## [INSTRUCTIONS FOR THE TASK]
Every line of the data below needs to be reproduced exactly.

## [PROVIDED RECORDS]
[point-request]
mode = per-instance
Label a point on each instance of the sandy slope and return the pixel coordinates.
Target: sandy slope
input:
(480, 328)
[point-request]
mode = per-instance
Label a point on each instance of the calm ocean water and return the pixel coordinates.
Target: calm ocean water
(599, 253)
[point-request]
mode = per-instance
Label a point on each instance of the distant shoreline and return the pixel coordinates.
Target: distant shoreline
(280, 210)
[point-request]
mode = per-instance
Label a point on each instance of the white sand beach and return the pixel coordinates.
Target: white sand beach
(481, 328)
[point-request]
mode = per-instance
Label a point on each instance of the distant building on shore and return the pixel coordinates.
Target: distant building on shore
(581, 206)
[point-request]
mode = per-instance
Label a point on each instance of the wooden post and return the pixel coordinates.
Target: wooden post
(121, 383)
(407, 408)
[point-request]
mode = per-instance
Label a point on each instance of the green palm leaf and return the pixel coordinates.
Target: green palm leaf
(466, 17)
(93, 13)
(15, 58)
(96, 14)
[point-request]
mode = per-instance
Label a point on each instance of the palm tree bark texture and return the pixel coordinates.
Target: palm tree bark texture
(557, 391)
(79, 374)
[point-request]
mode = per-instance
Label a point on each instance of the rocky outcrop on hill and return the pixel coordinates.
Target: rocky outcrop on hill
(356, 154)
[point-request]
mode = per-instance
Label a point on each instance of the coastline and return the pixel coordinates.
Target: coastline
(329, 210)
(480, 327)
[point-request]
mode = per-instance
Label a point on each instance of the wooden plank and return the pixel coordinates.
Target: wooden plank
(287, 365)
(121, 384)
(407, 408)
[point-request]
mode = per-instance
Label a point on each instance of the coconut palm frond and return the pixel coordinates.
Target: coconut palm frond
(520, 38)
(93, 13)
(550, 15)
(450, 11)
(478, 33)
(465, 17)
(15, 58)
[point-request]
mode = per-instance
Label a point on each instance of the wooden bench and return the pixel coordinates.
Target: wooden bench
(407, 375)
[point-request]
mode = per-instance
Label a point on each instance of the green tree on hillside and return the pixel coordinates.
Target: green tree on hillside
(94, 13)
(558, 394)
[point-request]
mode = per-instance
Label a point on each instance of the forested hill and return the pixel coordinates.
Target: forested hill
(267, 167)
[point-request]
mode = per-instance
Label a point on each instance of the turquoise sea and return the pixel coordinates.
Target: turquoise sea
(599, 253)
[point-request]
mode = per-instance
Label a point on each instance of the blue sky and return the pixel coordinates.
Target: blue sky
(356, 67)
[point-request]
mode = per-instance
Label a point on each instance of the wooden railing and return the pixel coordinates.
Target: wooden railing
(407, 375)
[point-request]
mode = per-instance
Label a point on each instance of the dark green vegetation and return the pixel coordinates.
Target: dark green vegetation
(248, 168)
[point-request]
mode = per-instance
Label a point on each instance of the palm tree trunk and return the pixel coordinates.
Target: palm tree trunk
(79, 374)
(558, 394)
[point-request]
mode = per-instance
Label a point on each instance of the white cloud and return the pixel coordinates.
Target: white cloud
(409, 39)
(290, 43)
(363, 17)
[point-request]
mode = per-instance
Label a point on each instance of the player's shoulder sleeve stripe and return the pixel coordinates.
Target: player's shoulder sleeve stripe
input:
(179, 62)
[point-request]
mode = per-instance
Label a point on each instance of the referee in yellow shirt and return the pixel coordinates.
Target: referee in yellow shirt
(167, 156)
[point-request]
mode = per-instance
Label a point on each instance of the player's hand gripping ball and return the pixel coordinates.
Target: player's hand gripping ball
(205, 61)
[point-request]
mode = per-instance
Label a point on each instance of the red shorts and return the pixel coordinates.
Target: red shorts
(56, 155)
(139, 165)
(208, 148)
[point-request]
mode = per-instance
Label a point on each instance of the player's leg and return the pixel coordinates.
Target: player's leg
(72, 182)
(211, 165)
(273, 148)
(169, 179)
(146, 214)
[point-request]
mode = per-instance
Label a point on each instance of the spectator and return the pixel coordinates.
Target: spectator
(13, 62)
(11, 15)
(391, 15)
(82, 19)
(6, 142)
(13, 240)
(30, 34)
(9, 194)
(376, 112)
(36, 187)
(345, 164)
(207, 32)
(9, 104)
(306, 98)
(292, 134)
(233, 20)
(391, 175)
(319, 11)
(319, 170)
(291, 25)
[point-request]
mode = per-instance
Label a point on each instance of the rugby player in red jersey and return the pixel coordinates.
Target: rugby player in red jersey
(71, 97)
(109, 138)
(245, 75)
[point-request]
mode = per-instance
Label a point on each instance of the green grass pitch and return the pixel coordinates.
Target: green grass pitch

## [RESPONSE BOX]
[point-request]
mode = per-instance
Label a point on each instance of the sandy slope and return the pixel coordinates.
Target: sandy slope
input:
(480, 328)
[point-request]
mode = per-instance
Label a point on each instance of the calm ocean water and return the pixel coordinates.
Target: calm ocean water
(599, 253)
[point-request]
mode = per-instance
Label a point on each instance of the distant shoreline and return the pixel coordinates.
Target: distant shoreline
(280, 210)
[point-request]
mode = per-instance
Label a point on each instance of the white sand beach and return the pixel coordinates.
Target: white sand beach
(481, 328)
[point-request]
mode = per-instance
Label a point on each instance of the distant building on shore and return the pixel coordinates.
Target: distant building on shore
(581, 206)
[point-request]
mode = per-instance
Label a point on each instance of the wooden post and return the pixel coordinates.
Target: wooden post
(121, 383)
(407, 408)
[point-request]
mode = per-instance
Label a point on each instance of the green palm leaf and return the pixel coordinates.
Target: green palm leaf
(466, 17)
(93, 13)
(15, 58)
(96, 14)
[point-request]
mode = per-instance
Label a point on each instance of the palm tree bark texture and return the pixel coordinates.
Target: palm tree bark texture
(557, 391)
(79, 374)
[point-request]
mode = per-instance
Label a point on each instance of the rocky outcrop on hill and return the pixel coordinates.
Target: rocky outcrop on hill
(356, 154)
[point-request]
mode = per-instance
Label a point on each instance of the coastline and return the pixel coordinates.
Target: coastline
(329, 210)
(480, 327)
[point-request]
mode = per-instance
Label a point on each instance of the wooden plank and return the pixel coordinates.
Target: wooden plank
(287, 365)
(121, 384)
(407, 408)
[point-request]
mode = per-instance
Label a point on each instance of the coconut palm frond and return the pixel coordinates.
Target: coconut palm frond
(520, 38)
(93, 13)
(550, 15)
(450, 11)
(478, 33)
(465, 17)
(15, 58)
[point-request]
mode = per-instance
Label a point on each instance of the wooden bench and return the pixel coordinates.
Target: wooden bench
(407, 375)
[point-request]
mode = per-instance
Label a point on each instance of the green tree on hillside and return the pixel coordinates.
Target: green tree on hillside
(94, 13)
(558, 394)
[point-request]
mode = per-instance
Label a point on each instance of the forested hill and return the pixel coordinates.
Target: forested hill
(267, 167)
[point-request]
mode = per-instance
Label a point on each instance of the turquoise sea and return the pixel coordinates.
Target: turquoise sea
(599, 253)
[point-request]
mode = per-instance
Label a point on each instance of the blue sky and return the pixel coordinates.
Target: blue sky
(356, 67)
[point-request]
mode = per-instance
Label a point on each instance of the wooden railing and return the pixel coordinates.
Target: wooden railing
(407, 375)
[point-request]
mode = per-instance
Label a point on each instance of the dark green vegetation and return the pixel coordinates.
Target: dark green vegetation
(248, 168)
[point-request]
mode = per-instance
Label a point on each instance of the palm tree trunk and return the pixel coordinates.
Target: palm tree trunk
(79, 374)
(558, 394)
[point-request]
mode = per-instance
Label a point on each instance of the white cloud and return the pixel coordinates.
Target: white cloud
(409, 39)
(290, 43)
(363, 17)
[point-request]
mode = per-instance
Label a point on each instance of the player's shoulder sleeve stripe and return the pixel coordinates.
Target: player's shoulder sleeve stripe
input:
(179, 62)
[point-request]
mode = per-instance
Label a point on each instance of the referee in yellow shirt and return the pixel coordinates.
Target: referee in yellow shirt
(167, 156)
[point-request]
mode = per-instance
Label a point on each instance of the player's hand gripping ball and return the pixel coordinates.
Target: player's hand gripping ball
(205, 61)
[point-request]
mode = per-instance
Label a point on each instance of the red shorts and return the pixel coordinates.
Target: red shorts
(56, 155)
(139, 165)
(208, 148)
[point-request]
mode = per-instance
Label a point on each instance of the player's leg and return the pixel coordinates.
Target: player's leg
(72, 182)
(211, 165)
(273, 148)
(169, 179)
(146, 214)
[point-request]
mode = per-instance
Label a point on each instance of the spectator and return the pixel coordinates.
Target: spectator
(13, 62)
(11, 15)
(391, 15)
(82, 19)
(6, 142)
(13, 240)
(30, 34)
(9, 194)
(376, 112)
(36, 187)
(345, 164)
(207, 32)
(9, 104)
(306, 98)
(292, 134)
(233, 20)
(391, 175)
(319, 11)
(319, 170)
(291, 25)
[point-request]
mode = per-instance
Label a point on each instance of the rugby player in red jersey and return the pixel coordinates.
Target: rugby player in red jersey
(71, 97)
(109, 138)
(245, 75)
[point-request]
mode = per-instance
Label a point on each instance of the green grass pitch and return the pixel coordinates.
Target: green grass pitch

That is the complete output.